[DOCUMENT SECTION]:
[Start of section]

'Child marriages hamper development'

HARARE - Child marriage, which steals the innocence of millions of girls and often condemns them to lives of poverty, ignorance and poor health, is one of the biggest obstacles to development in Zimbabwe, with one in every three girls married off before the age of 18.

Regional Psychosocial Support Initiative (REPSSI) country representative Sibusisiwe Marunda made the remarks during the on-going International Conference on Aids and Sexually Transmitted Infections in Africa (Icasa) in Harare.

Marunda said one in 10 girls under the age of 15 is married off often without her consent and sometimes to a much older man because of rising poverty.

Most of those marriages take place in rural areas.

“I believe the environment in which these girls are being born into plays a major role in the outcome of child marriages,” she said.

“We have to create opportunities for primary and secondary education and informal education for all children. These are crucial in delaying the age of marriage. Ultimately, education can help girls make informed decisions.”

One of the targets in the UNAids fast track strategy to end Aids by 2030 is to eliminate child marriages. Marunda said Zimbabwe has a major part to play in the fight to protect vulnerable groups.

[End of section]

[REQUIRED ACTIONS]:
• A. List the kinds of education that the article on child marriage in Zimbabwe says must be made available to all children.
• B. According to the article on child marriage in Zimbabwe, what share of girls there are married off before the age of 18?
• C. Pick up the article on child marriage in Zimbabwe after its final sentence and write the next paragraph.
The lines after this article come from a different source.

[SUPPLIED INFORMATION]:
[Start of section]

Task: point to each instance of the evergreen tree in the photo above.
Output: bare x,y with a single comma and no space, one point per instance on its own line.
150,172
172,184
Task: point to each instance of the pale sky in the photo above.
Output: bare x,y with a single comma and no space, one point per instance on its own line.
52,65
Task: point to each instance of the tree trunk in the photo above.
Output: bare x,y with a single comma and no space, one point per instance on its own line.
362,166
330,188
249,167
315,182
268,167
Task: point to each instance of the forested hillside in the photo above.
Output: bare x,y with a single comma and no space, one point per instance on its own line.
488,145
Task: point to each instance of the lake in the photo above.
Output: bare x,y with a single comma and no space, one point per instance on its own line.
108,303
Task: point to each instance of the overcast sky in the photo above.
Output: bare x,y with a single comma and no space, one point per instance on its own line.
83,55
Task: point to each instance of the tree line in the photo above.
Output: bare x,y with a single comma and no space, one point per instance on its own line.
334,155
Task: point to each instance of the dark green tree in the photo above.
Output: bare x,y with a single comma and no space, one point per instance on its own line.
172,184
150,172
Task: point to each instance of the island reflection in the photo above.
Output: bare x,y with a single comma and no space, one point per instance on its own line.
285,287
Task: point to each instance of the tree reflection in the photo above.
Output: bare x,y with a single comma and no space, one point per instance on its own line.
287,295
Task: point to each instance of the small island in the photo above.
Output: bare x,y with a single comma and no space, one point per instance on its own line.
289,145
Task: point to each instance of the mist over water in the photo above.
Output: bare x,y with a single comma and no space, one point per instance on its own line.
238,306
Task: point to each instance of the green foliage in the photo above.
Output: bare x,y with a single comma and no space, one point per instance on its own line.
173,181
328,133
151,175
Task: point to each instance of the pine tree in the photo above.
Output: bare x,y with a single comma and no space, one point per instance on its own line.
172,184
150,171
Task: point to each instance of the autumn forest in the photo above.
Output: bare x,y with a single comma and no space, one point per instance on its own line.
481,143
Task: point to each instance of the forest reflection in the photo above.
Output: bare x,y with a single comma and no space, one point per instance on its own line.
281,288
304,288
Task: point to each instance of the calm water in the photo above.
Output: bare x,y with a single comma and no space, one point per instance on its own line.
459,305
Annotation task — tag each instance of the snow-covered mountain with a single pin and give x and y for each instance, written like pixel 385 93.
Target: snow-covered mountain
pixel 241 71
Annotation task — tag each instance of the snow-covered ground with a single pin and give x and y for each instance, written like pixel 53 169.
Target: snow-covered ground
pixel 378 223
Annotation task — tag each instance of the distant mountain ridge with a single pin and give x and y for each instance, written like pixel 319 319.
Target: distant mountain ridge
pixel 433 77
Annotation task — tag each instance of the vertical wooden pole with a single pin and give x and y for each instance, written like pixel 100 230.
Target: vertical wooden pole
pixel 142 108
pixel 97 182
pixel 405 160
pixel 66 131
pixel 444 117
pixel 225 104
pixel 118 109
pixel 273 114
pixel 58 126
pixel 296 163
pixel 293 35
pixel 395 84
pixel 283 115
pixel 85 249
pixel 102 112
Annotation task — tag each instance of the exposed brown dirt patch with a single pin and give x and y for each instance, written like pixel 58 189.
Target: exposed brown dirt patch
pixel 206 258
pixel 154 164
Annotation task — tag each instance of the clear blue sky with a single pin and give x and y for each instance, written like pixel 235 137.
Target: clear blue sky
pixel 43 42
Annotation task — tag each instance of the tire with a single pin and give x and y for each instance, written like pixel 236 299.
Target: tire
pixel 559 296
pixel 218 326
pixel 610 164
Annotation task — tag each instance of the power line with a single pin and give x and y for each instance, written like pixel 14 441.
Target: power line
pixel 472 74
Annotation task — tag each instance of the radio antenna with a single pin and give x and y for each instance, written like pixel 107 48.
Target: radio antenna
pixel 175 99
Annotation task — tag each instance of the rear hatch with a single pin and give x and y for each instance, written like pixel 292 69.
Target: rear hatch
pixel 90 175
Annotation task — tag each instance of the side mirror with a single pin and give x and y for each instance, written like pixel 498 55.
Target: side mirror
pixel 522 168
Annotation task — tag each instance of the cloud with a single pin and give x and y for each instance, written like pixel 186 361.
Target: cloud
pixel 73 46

[End of section]

[OUTPUTS BY TASK]:
• A. Primary education, secondary education, informal education

• B. One in every three girls.

• C.
The UN Convention on the Rights of the Child considers marriage before the age of 18 a human rights violation.

“Girls are much more susceptible to transmission of STIs, including HIV than are older women.  Girls have less access to sexual and reproductive health services.

“They are thus less likely to have access to testing or access to treatment for STIs which increase the risk of HIV transmission,” Marunda said.

Girls forced into early marriage rarely continue their education, denying them any hope of independence, the ability to earn a livelihood or of making an economic contribution to their households.

The practice also reinforces the concept of girls as worthless burdens on their families to be jettisoned as soon as possible.